(Items stored from a collection)

◆ ◆ ◆ ◆ ◆

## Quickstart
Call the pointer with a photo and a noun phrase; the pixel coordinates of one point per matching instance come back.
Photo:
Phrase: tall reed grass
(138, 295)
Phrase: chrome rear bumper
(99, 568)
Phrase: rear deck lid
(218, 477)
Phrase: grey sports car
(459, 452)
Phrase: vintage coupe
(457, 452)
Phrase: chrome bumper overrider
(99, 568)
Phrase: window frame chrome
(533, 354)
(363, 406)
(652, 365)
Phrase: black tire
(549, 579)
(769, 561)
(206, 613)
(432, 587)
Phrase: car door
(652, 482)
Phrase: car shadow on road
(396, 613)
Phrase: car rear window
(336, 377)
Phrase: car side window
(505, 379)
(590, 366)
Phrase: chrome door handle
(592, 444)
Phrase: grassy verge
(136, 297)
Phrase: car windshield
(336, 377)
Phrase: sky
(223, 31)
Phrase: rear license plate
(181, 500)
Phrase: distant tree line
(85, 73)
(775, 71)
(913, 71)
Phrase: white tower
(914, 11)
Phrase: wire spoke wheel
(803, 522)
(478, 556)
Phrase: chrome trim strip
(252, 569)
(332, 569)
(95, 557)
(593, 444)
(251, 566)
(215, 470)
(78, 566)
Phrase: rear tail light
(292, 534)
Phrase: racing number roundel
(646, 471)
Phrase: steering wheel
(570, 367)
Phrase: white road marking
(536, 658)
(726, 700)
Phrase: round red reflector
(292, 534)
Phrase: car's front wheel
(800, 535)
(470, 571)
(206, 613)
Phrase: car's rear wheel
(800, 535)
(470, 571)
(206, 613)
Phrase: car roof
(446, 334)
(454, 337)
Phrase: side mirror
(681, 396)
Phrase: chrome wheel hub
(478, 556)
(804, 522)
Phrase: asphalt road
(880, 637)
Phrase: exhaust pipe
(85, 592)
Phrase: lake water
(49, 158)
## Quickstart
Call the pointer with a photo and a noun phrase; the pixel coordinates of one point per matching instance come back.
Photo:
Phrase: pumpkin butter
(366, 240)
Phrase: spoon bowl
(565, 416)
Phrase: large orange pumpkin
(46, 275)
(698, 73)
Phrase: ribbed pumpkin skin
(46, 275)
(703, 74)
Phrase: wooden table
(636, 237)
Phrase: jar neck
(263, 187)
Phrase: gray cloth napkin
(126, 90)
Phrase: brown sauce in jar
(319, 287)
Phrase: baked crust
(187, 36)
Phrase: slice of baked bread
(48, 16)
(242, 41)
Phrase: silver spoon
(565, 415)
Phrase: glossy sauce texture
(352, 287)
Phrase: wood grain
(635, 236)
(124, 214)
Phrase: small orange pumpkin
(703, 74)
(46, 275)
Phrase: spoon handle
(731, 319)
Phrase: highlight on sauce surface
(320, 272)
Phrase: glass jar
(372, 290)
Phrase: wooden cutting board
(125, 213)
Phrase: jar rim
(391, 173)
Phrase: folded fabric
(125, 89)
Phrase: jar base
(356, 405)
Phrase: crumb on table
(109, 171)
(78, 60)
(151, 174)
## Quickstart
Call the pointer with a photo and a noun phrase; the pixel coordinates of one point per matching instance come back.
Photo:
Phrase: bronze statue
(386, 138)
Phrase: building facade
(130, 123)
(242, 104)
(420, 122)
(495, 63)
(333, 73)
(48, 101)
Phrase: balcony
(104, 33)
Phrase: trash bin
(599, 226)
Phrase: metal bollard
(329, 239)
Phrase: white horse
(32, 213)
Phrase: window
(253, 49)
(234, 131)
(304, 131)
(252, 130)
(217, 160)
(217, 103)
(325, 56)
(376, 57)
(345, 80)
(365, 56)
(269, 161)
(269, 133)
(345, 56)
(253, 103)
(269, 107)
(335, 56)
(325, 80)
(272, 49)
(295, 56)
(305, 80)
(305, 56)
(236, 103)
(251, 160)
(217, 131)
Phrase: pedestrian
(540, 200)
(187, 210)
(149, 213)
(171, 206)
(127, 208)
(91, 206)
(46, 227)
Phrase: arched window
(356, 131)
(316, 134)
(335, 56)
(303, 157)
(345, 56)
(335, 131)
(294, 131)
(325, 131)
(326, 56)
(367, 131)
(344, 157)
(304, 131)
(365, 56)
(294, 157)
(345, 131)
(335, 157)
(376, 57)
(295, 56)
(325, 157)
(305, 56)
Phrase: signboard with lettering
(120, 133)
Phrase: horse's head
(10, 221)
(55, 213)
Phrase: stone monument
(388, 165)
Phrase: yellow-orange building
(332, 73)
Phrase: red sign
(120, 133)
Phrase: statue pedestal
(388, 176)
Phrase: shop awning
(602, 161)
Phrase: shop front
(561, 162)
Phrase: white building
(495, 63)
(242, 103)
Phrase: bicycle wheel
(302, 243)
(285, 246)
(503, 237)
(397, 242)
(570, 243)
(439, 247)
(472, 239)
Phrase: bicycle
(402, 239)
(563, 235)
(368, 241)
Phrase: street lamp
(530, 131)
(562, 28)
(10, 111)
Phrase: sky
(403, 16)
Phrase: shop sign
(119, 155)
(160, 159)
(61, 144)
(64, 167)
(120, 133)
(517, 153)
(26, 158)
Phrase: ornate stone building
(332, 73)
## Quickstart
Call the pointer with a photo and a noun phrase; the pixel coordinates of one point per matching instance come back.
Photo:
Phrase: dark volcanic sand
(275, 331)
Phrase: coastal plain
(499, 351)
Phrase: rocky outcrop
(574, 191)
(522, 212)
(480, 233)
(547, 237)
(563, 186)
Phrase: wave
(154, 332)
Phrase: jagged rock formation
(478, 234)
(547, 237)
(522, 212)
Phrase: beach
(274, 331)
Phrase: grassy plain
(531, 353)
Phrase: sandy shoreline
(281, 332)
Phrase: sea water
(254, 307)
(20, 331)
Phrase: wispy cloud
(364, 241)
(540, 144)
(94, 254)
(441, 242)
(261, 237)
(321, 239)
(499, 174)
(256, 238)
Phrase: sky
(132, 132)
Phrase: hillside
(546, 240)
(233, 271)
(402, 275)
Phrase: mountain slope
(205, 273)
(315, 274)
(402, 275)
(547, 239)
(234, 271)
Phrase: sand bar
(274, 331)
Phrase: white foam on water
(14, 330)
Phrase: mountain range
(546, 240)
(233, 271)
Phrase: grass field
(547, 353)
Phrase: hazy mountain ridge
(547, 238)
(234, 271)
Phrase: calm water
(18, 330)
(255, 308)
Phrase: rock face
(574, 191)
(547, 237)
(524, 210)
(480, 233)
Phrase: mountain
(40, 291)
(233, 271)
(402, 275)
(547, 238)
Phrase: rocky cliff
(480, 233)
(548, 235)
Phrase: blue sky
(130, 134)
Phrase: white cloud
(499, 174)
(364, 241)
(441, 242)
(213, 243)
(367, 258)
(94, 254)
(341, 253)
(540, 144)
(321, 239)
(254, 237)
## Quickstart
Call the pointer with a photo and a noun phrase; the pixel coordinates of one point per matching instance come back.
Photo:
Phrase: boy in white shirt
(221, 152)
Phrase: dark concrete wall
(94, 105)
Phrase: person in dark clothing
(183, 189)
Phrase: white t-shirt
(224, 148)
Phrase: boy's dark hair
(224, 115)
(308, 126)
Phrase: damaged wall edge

◆ ◆ ◆ ◆ ◆

▶ Written exercise: Copy out every row above word for word, changing nothing.

▶ Task solution:
## Quickstart
Call the pointer with a photo and a noun phrase; the pixel coordinates of one point per matching instance come back.
Photo:
Phrase: tall reed grass
(138, 295)
Phrase: chrome rear bumper
(99, 568)
Phrase: rear deck lid
(218, 477)
Phrase: grey sports car
(459, 452)
Phrase: vintage coupe
(457, 452)
Phrase: chrome bumper overrider
(99, 568)
Phrase: window frame chrome
(533, 354)
(363, 406)
(652, 365)
Phrase: black tire
(549, 579)
(769, 561)
(206, 613)
(432, 587)
Phrase: car door
(652, 482)
Phrase: car shadow on road
(396, 613)
Phrase: car rear window
(336, 377)
Phrase: car side window
(505, 379)
(590, 366)
Phrase: chrome door handle
(592, 444)
Phrase: grassy verge
(136, 297)
Phrase: car windshield
(336, 377)
Phrase: sky
(223, 31)
Phrase: rear license plate
(181, 500)
Phrase: distant tree line
(85, 73)
(775, 71)
(913, 71)
Phrase: white tower
(914, 11)
Phrase: wire spoke wheel
(803, 522)
(478, 556)
Phrase: chrome trim strip
(252, 569)
(332, 569)
(95, 557)
(593, 444)
(251, 566)
(215, 470)
(78, 566)
Phrase: rear tail light
(292, 534)
Phrase: racing number roundel
(646, 471)
Phrase: steering wheel
(570, 367)
Phrase: white road marking
(536, 658)
(726, 700)
Phrase: round red reflector
(292, 534)
Phrase: car's front wheel
(800, 535)
(470, 571)
(206, 613)
Phrase: car's rear wheel
(800, 535)
(470, 571)
(206, 613)
Phrase: car roof
(446, 334)
(454, 337)
Phrase: side mirror
(681, 396)
Phrase: chrome wheel hub
(478, 556)
(804, 522)
Phrase: asphalt road
(880, 637)
Phrase: exhaust pipe
(85, 592)
Phrase: lake water
(49, 158)
## Quickstart
Call the pointer with a photo and a noun phrase; the pixel coordinates of one point per matching instance come back.
Photo:
Phrase: pumpkin butter
(366, 240)
Phrase: spoon bowl
(565, 416)
Phrase: large orange pumpkin
(46, 275)
(698, 73)
Phrase: ribbed pumpkin skin
(46, 275)
(703, 74)
Phrase: wooden table
(636, 237)
Phrase: jar neck
(263, 187)
Phrase: gray cloth napkin
(126, 90)
Phrase: brown sauce in jar
(319, 287)
Phrase: baked crust
(187, 36)
Phrase: slice of baked bread
(48, 16)
(242, 41)
Phrase: silver spoon
(565, 415)
Phrase: glossy sauce texture
(352, 287)
Phrase: wood grain
(635, 236)
(124, 214)
Phrase: small orange pumpkin
(703, 74)
(46, 275)
Phrase: spoon handle
(731, 319)
Phrase: highlight on sauce surface
(320, 272)
Phrase: glass jar
(372, 290)
Phrase: wooden cutting board
(125, 213)
Phrase: jar rim
(391, 173)
Phrase: folded fabric
(125, 89)
Phrase: jar base
(356, 405)
Phrase: crumb on table
(109, 171)
(78, 60)
(151, 174)
## Quickstart
Call the pointer with a photo and a noun phrase; the pixel coordinates of one point per matching instance come back.
Photo:
Phrase: bronze statue
(386, 138)
Phrase: building facade
(130, 123)
(242, 104)
(420, 122)
(495, 63)
(333, 73)
(48, 101)
Phrase: balcony
(104, 33)
Phrase: trash bin
(599, 226)
Phrase: metal bollard
(329, 239)
Phrase: white horse
(32, 213)
Phrase: window
(253, 49)
(234, 131)
(304, 131)
(252, 130)
(217, 160)
(217, 103)
(325, 56)
(376, 57)
(345, 80)
(365, 56)
(269, 161)
(269, 133)
(345, 56)
(253, 103)
(269, 107)
(335, 56)
(325, 80)
(272, 49)
(295, 56)
(305, 80)
(305, 56)
(236, 103)
(251, 160)
(217, 131)
Phrase: pedestrian
(540, 200)
(187, 210)
(149, 213)
(171, 206)
(127, 208)
(91, 206)
(46, 227)
Phrase: arched window
(356, 131)
(316, 134)
(335, 56)
(303, 157)
(345, 56)
(335, 131)
(294, 131)
(325, 131)
(326, 56)
(367, 131)
(344, 157)
(304, 131)
(365, 56)
(294, 157)
(345, 131)
(335, 157)
(376, 57)
(295, 56)
(325, 157)
(305, 56)
Phrase: signboard with lettering
(120, 133)
Phrase: horse's head
(10, 221)
(55, 213)
Phrase: stone monument
(388, 165)
Phrase: yellow-orange building
(332, 73)
Phrase: red sign
(120, 133)
Phrase: statue pedestal
(388, 176)
Phrase: shop awning
(602, 161)
Phrase: shop front
(561, 162)
Phrase: white building
(495, 63)
(242, 103)
Phrase: bicycle wheel
(302, 243)
(285, 246)
(503, 237)
(397, 242)
(570, 243)
(439, 247)
(472, 239)
Phrase: bicycle
(402, 239)
(563, 235)
(368, 241)
Phrase: street lamp
(530, 131)
(562, 28)
(10, 111)
Phrase: sky
(403, 16)
Phrase: shop sign
(119, 155)
(160, 159)
(61, 144)
(64, 167)
(120, 133)
(517, 153)
(26, 158)
Phrase: ornate stone building
(332, 73)
## Quickstart
Call the pointer with a photo and a noun phrase; the pixel coordinates of one point per matching instance come back.
Photo:
Phrase: dark volcanic sand
(275, 331)
Phrase: coastal plain
(499, 351)
Phrase: rocky outcrop
(574, 191)
(522, 212)
(480, 233)
(547, 237)
(563, 186)
Phrase: wave
(154, 332)
Phrase: jagged rock formation
(478, 234)
(547, 237)
(522, 212)
Phrase: beach
(274, 331)
Phrase: grassy plain
(531, 353)
Phrase: sandy shoreline
(281, 332)
Phrase: sea water
(254, 307)
(20, 331)
Phrase: wispy cloud
(364, 241)
(540, 144)
(94, 254)
(441, 242)
(261, 237)
(321, 239)
(499, 174)
(256, 238)
Phrase: sky
(132, 132)
Phrase: hillside
(546, 240)
(233, 271)
(402, 275)
Phrase: mountain slope
(205, 273)
(315, 274)
(402, 275)
(547, 239)
(234, 271)
Phrase: sand bar
(274, 331)
Phrase: white foam on water
(14, 330)
Phrase: mountain range
(546, 240)
(233, 271)
Phrase: grass field
(547, 353)
Phrase: hazy mountain ridge
(547, 238)
(234, 271)
Phrase: calm water
(18, 330)
(255, 308)
Phrase: rock face
(574, 191)
(547, 237)
(524, 210)
(480, 233)
Phrase: mountain
(40, 291)
(233, 271)
(402, 275)
(547, 238)
Phrase: rocky cliff
(480, 233)
(548, 235)
Phrase: blue sky
(130, 134)
Phrase: white cloud
(499, 174)
(364, 241)
(441, 242)
(213, 243)
(367, 258)
(94, 254)
(341, 253)
(540, 144)
(321, 239)
(254, 237)
## Quickstart
Call the pointer with a photo and a noun phrase; the pixel coordinates of one point per matching instance come back.
Photo:
Phrase: boy in white shirt
(221, 152)
Phrase: dark concrete wall
(94, 105)
Phrase: person in dark clothing
(183, 189)
Phrase: white t-shirt
(224, 148)
Phrase: boy's dark hair
(224, 115)
(308, 126)
Phrase: damaged wall edge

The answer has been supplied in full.